▶ **Material provided**
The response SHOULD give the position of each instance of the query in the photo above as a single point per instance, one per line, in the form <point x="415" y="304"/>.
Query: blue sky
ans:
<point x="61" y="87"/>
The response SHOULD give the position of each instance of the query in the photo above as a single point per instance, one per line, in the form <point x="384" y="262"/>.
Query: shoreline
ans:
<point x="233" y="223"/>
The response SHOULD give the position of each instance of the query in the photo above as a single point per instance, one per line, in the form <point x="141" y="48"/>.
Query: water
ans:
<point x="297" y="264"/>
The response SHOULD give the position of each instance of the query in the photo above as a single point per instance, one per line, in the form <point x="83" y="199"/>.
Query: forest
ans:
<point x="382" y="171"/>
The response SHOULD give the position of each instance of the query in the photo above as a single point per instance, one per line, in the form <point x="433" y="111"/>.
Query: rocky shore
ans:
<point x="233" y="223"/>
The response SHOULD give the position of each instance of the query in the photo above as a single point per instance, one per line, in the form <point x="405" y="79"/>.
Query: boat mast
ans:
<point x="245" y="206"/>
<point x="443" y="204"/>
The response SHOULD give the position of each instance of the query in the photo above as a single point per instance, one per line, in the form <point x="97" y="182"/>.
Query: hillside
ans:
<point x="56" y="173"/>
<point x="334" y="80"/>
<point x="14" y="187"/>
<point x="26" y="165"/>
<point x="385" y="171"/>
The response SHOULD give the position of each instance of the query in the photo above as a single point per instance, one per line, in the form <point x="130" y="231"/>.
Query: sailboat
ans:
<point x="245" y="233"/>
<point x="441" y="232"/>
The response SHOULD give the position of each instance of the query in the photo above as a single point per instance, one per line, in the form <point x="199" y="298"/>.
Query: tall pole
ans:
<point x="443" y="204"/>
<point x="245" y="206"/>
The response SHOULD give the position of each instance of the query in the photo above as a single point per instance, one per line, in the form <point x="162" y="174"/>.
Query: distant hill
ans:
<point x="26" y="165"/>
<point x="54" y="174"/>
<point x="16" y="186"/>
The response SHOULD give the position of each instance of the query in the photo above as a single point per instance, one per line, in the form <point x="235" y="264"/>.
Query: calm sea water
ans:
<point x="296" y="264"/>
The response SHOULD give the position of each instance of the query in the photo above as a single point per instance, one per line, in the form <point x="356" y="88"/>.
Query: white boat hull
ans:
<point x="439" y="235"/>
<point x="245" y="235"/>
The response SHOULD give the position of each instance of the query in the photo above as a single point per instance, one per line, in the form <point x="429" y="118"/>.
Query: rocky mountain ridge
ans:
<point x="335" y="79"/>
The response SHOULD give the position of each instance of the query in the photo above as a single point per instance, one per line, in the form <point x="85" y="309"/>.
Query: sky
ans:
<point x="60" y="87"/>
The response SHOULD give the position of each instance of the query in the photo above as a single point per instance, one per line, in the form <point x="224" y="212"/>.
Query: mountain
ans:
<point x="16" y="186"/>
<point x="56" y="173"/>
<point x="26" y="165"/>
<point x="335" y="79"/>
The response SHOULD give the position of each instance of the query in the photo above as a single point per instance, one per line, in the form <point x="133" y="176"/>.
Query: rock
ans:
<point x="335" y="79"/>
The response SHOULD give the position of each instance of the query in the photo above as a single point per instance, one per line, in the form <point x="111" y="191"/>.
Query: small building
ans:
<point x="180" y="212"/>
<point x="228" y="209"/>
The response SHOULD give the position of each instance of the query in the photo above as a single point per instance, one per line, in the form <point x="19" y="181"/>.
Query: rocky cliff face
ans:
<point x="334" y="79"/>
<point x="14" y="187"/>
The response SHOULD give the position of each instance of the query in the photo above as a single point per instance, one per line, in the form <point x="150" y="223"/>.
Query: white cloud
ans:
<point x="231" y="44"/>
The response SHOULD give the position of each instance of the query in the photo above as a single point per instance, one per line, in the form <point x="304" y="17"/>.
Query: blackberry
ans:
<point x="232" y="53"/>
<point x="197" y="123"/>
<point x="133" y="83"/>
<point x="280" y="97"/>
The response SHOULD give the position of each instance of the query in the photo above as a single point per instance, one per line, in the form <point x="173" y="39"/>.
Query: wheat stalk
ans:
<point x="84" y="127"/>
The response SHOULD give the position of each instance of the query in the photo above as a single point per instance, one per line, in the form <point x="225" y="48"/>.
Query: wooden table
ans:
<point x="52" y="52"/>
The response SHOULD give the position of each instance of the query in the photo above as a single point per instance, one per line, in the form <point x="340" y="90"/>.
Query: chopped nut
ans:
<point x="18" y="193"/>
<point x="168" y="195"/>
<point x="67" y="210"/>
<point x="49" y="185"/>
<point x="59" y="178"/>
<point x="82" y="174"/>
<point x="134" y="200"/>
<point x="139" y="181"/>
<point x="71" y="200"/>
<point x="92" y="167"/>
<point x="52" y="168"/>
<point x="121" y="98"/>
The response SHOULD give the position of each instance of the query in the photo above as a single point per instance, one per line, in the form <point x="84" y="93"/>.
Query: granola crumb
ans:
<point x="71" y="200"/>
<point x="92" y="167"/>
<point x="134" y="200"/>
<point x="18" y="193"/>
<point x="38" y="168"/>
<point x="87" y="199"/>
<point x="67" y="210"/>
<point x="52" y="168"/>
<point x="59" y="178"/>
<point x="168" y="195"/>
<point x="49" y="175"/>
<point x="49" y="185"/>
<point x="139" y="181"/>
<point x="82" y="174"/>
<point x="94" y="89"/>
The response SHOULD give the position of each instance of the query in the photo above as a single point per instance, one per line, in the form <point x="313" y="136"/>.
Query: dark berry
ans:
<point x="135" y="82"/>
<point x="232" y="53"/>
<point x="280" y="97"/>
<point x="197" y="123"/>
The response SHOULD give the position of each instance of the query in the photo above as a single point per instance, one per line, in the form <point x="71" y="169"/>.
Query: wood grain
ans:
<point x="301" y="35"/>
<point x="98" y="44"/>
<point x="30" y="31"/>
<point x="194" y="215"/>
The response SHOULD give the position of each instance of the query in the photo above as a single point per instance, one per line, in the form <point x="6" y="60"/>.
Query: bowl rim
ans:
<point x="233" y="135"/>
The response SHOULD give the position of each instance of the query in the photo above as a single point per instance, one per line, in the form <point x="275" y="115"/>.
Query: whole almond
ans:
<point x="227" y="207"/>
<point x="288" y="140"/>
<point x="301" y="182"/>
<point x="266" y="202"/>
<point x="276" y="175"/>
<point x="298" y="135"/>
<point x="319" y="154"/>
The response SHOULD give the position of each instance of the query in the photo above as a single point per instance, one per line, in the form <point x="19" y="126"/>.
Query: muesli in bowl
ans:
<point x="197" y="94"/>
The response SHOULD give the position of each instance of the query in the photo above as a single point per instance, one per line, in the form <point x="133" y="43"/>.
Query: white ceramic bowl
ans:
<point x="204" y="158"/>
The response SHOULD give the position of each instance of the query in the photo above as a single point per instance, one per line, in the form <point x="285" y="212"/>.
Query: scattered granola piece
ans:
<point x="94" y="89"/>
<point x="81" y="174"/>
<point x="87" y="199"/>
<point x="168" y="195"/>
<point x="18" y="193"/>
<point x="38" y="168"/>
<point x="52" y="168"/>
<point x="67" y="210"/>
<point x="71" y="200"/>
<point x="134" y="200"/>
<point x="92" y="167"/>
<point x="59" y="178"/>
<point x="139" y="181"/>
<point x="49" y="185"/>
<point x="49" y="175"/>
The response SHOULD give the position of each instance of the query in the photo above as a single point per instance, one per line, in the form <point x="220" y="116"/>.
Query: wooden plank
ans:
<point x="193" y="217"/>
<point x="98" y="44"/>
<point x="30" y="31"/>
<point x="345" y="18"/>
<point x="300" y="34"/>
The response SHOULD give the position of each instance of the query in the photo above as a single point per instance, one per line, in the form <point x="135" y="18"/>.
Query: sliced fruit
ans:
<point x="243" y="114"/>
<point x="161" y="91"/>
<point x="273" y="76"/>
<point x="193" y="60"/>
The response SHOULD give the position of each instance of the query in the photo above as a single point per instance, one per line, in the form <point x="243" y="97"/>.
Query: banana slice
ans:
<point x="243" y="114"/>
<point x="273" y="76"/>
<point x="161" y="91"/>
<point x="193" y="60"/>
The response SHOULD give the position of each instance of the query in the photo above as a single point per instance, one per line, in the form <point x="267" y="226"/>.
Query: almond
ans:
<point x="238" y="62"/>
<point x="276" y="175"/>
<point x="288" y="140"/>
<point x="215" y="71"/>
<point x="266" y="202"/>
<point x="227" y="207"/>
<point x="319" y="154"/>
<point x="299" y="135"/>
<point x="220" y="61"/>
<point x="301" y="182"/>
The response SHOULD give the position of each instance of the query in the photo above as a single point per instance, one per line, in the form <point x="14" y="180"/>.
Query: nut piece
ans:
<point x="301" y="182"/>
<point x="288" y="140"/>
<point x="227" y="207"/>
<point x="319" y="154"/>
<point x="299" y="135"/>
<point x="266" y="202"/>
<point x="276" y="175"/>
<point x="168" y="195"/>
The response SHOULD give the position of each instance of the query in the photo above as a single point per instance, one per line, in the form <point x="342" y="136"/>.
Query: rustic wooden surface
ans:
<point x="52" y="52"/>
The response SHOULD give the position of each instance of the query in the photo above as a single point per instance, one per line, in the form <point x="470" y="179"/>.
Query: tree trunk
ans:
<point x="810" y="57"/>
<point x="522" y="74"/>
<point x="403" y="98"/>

▶ **Do this**
Which lines in the items above contain the word "piece"? Gather all of them and copy each one out in full.

▶ **Answer to this problem**
Query: scattered granola piece
Query: nut piece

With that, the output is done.